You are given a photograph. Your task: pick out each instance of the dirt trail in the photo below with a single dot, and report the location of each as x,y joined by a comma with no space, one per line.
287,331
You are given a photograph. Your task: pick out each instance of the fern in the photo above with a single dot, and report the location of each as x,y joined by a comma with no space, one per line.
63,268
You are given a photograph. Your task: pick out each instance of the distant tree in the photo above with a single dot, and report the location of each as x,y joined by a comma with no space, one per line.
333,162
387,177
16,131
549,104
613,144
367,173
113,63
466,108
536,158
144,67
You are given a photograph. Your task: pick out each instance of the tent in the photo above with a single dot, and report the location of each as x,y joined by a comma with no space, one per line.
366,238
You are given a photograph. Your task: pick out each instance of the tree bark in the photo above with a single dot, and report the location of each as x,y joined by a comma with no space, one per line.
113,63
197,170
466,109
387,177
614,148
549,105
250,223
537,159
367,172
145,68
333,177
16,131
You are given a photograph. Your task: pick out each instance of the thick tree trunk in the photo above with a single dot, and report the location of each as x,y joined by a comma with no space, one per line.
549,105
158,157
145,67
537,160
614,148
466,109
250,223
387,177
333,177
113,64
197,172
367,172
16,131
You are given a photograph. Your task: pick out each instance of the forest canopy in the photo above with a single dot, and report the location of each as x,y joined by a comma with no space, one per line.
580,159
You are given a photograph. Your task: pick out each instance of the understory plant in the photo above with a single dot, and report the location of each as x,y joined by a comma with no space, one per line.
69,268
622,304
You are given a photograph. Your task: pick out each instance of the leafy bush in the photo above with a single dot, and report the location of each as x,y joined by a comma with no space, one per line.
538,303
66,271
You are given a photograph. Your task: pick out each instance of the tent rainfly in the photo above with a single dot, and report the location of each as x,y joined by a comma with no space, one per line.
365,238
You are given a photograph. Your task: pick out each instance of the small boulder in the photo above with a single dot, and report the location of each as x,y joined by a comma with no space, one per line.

******

● TO DO: Reproduce the entire listing word for word.

● FULL ANSWER:
You are given a photograph. Your task: pick out each instance of the dirt trail in the photo below with a single dot, and report the location of each as x,y joined by a comma with no space, one per line.
287,331
You are given a photograph. Your task: pick out each instance of the fern in the photo above with a single dot, and report the location of each as x,y joined by a comma with no space, one per line.
63,268
You are given a photograph. Your task: pick out each instance of the distant tree in the photo above with a single dot, and report the location of each as x,y joined by a comma with no space, one per line.
333,162
387,177
16,131
549,104
613,144
367,173
113,63
466,108
536,158
144,67
You are given a photograph. Your task: pick out each instance of the tent in the photo above with a single dot, and report the location of each as x,y joined by a comma with no space, one per line.
366,238
You are given a photograph. Your task: pick out each instance of the tree bark in the photo above with a single dot, and report the location of each as x,y joined by a comma with no space, one per line.
113,63
197,170
466,109
387,177
614,148
549,105
250,223
537,159
367,172
145,68
333,177
16,131
You are given a photograph. Your task: pick out each instance of the thick tree trunk in the photo above with a single dot, and report the location of each as x,y joined by a comma with no space, one per line.
549,105
158,157
145,67
537,160
614,148
466,109
250,223
387,177
333,177
113,64
197,172
367,172
16,131
You are given a photograph. Your task: pick out each instance of the forest canopy in the photo above with a single dot, and report the location of each as x,y joined by a comma with no space, one per line.
580,159
You are given a photograph. Your task: pick out each instance of the understory plant in the photo above with a single dot, and report the location of each as x,y joined by a comma with no space, one per line.
69,268
622,304
You are given a photograph. Your task: pick out each instance of the leafy bush in the photo above with a single dot, and report the location of each as x,y joined by a comma with no space, one per line.
538,303
66,271
You are given a photograph. Your task: pick out each instance of the tent rainfly in the photo above with a single dot, and report the location of each as x,y joined by a comma with no space, one per line.
365,238
You are given a photograph. Your task: pick out each instance of the small boulder in the photo above with a single dot, and report the location of each as x,y joined by a comma with no space, one per line.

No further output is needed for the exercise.